→ Aim
Change every "Prove me wrong" to "Show me I'm wrong" in the data below and write it out again, leaving everything else the same. Start at the first line of the data and stop after the line that contains "[326,102,397,868]".

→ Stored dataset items
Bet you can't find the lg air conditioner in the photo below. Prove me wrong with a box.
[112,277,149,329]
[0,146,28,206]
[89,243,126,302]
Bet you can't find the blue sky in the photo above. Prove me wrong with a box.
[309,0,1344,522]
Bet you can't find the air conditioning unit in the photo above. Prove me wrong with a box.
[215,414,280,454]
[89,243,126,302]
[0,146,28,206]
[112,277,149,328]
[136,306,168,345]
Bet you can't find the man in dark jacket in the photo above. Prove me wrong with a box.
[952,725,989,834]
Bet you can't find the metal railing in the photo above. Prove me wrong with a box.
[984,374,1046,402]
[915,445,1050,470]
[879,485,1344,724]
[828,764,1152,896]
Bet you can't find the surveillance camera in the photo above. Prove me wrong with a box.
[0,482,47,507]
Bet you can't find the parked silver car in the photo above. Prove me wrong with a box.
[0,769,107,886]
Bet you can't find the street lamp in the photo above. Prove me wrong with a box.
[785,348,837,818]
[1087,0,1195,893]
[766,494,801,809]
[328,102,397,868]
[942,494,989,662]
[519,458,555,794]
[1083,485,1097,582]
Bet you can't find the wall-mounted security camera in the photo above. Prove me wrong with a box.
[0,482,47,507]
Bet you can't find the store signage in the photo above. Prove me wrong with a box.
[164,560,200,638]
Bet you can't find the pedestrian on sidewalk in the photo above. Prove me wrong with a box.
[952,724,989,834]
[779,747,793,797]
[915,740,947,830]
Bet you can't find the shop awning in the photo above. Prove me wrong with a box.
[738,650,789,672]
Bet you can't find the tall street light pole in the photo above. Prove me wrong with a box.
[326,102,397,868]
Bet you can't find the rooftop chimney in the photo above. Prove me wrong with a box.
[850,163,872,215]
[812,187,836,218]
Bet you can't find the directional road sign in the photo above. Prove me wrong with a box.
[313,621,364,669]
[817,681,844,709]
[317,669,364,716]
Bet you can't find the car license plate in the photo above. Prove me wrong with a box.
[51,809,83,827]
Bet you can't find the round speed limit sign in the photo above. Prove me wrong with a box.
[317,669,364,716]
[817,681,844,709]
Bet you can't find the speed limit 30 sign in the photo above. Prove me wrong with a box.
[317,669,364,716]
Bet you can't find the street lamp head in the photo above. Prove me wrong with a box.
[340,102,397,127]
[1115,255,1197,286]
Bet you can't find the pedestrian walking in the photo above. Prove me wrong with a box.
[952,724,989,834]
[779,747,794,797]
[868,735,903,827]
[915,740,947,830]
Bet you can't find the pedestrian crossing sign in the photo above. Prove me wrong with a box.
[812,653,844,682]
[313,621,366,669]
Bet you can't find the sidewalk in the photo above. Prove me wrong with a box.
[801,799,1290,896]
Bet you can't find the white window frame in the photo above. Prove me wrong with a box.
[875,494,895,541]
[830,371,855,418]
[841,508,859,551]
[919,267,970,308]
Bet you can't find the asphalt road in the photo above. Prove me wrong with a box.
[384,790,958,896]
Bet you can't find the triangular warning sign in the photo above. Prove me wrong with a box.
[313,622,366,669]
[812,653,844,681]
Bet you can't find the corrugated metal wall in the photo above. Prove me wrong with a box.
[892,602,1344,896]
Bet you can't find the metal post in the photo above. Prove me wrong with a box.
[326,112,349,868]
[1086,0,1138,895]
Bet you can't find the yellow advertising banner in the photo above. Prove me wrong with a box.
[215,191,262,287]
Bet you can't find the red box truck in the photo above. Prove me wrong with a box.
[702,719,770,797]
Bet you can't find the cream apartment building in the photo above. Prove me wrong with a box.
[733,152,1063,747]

→ Result of the task
Bet you can't find the lg air conditioner in the photo below. Show me I'm wrong with a box.
[112,277,149,329]
[0,146,28,206]
[89,243,126,302]
Bet you can't find the blue sky in the photo above. Show me I'm wrong with a box.
[309,0,1344,522]
Bet you can't find the air conditioning unit in the photo above. Show me I'm wrong with a box.
[215,414,280,454]
[89,243,126,302]
[0,146,28,206]
[112,277,149,328]
[136,306,168,345]
Bet you can't find the man in dark jacket in the photo above. Show me I'm wrong with a box.
[952,725,989,834]
Bet you can't find the metal railing in the photo above. Show me I'm wrong with a box.
[984,374,1046,402]
[915,445,1050,470]
[879,485,1344,724]
[828,764,1152,896]
Bet you can't find the surveillance camera in the photo above. Show me I'm wrong with a box.
[0,482,47,507]
Bet you can't find the parked silver car in the photo above. Show me I'm wrong with a box.
[0,769,107,886]
Bet you can't find the street lamp in the photo above. Show me I'm wrong with a box.
[785,348,837,818]
[1087,0,1195,893]
[766,494,801,809]
[328,102,397,868]
[942,494,989,662]
[519,458,555,794]
[1083,485,1097,582]
Bet you can't find the wall-mounted security camera in the photo above. Show me I'm wrong with a box.
[0,482,47,507]
Bet you can't find the store signage in the photo above. Show me I'm wrong with a box.
[164,560,200,638]
Bet you can't find the pedestrian on sidewalk in the photo above. Show me I'm wrong with a box.
[952,724,989,834]
[779,747,793,797]
[915,740,947,830]
Bet you can't find the shop awning in the photo above. Show me I'm wrong with a box.
[738,650,789,672]
Bet you can't find the tall street light pole in the photo above. Show me I'm wrong with a box.
[326,102,397,868]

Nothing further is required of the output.